- [THE TASK]: From the records below, output exactly the lines running from the line containing "box: [8, 40, 228, 219]" through the line containing "32L130 44L133 59L171", and no others.

- [DATA EXCERPTS]:
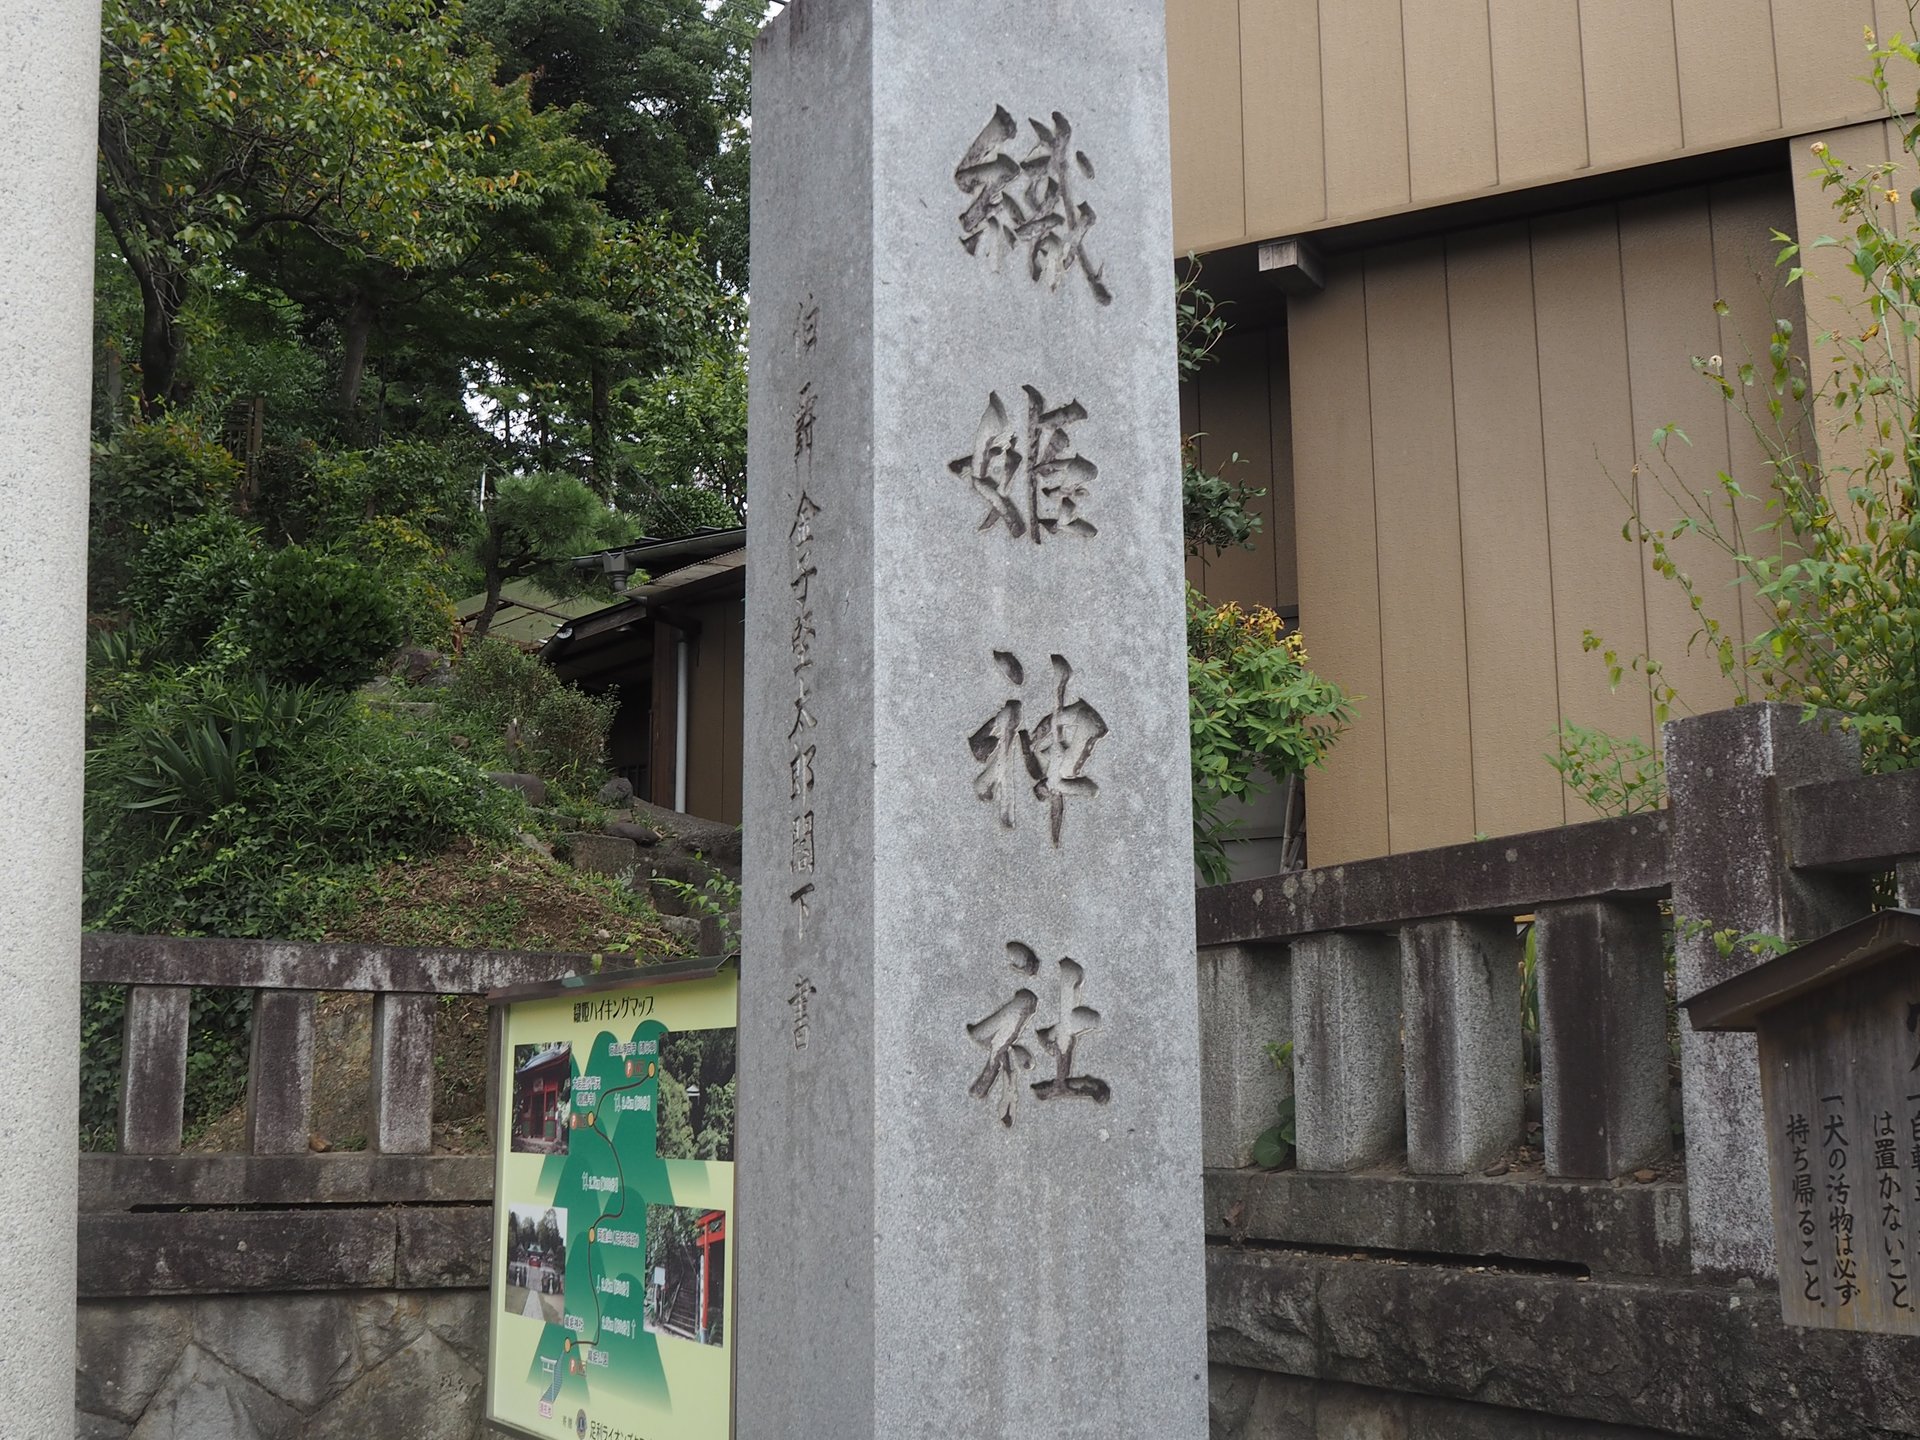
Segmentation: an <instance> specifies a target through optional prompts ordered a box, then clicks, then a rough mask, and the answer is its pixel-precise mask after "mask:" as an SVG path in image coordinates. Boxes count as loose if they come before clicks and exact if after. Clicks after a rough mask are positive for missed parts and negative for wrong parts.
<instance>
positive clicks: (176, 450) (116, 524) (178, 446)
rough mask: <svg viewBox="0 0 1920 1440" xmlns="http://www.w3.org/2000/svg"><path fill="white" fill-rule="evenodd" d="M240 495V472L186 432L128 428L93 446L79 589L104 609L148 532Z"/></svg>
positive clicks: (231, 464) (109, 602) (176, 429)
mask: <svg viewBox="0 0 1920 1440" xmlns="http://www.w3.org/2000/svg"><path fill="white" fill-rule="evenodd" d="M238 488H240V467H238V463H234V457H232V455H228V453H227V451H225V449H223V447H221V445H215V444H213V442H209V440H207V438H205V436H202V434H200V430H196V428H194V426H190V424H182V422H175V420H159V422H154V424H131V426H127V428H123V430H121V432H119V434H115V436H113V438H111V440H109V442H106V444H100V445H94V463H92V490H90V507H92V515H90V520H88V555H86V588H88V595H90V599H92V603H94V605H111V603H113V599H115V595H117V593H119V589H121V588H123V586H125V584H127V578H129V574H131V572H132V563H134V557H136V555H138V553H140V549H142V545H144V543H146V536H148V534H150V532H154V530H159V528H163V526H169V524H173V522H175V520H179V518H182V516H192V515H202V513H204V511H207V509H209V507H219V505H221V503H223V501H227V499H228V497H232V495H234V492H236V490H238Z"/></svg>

--

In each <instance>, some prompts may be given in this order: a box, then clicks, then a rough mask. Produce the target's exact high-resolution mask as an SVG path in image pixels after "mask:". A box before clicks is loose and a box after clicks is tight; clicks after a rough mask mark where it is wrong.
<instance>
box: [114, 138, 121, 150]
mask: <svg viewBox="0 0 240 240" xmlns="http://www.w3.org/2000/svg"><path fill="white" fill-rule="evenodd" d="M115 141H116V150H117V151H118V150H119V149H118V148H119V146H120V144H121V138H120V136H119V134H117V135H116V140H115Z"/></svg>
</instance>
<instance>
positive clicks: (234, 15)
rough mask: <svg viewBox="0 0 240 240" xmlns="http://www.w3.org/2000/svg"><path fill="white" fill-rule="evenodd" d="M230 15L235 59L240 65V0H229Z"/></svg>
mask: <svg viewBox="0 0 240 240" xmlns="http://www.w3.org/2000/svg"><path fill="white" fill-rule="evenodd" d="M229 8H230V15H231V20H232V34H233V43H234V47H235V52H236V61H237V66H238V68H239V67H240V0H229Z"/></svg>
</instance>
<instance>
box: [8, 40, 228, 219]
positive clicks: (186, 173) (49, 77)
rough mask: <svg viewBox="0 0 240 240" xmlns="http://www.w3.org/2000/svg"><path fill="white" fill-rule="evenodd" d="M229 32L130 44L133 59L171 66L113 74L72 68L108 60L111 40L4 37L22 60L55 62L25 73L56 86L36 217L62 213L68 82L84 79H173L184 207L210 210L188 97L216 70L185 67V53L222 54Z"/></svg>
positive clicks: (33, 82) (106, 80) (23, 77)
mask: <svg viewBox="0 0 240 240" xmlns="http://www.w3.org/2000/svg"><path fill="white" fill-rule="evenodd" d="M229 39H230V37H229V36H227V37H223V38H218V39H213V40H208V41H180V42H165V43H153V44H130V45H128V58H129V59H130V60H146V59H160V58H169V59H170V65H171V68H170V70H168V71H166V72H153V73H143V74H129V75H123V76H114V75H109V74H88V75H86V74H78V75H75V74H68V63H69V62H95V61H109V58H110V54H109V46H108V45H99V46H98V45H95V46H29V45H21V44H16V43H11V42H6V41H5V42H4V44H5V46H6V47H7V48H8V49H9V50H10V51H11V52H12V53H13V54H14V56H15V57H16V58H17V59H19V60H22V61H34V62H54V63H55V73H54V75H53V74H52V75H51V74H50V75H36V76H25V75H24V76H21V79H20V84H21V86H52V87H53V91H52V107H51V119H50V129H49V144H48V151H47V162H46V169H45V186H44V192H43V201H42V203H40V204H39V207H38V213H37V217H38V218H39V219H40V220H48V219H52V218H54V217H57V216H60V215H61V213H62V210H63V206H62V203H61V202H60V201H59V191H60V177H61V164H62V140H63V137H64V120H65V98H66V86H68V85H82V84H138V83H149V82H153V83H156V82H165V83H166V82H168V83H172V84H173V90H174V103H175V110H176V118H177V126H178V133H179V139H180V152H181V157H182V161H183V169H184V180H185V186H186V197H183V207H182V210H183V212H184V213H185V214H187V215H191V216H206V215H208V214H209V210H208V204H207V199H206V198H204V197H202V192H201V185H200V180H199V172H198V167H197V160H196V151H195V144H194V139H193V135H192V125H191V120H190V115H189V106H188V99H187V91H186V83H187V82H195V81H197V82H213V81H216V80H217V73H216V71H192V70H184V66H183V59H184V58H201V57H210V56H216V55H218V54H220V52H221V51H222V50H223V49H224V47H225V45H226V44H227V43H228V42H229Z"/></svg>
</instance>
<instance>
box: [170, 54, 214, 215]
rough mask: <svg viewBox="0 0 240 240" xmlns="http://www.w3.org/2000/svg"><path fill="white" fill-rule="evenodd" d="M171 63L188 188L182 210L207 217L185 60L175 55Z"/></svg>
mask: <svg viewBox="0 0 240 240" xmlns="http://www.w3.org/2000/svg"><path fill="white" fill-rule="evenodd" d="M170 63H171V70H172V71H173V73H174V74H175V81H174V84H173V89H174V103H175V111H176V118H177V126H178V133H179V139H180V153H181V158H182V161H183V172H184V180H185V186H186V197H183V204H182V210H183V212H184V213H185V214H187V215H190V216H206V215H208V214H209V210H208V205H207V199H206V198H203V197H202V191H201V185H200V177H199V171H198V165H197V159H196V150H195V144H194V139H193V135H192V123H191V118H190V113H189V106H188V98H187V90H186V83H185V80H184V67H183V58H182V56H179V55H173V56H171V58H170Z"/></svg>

- [SOLUTION FOR THIS TASK]:
box: [8, 40, 228, 219]
positive clicks: (186, 173) (49, 77)
rough mask: <svg viewBox="0 0 240 240" xmlns="http://www.w3.org/2000/svg"><path fill="white" fill-rule="evenodd" d="M229 32L130 44L133 59L171 66L113 74L72 68L108 60L111 40L4 37L22 60L55 62L25 73L56 86L36 217L62 213L68 82L84 79H173L184 207L210 210L188 97L216 70L185 67V53L222 54Z"/></svg>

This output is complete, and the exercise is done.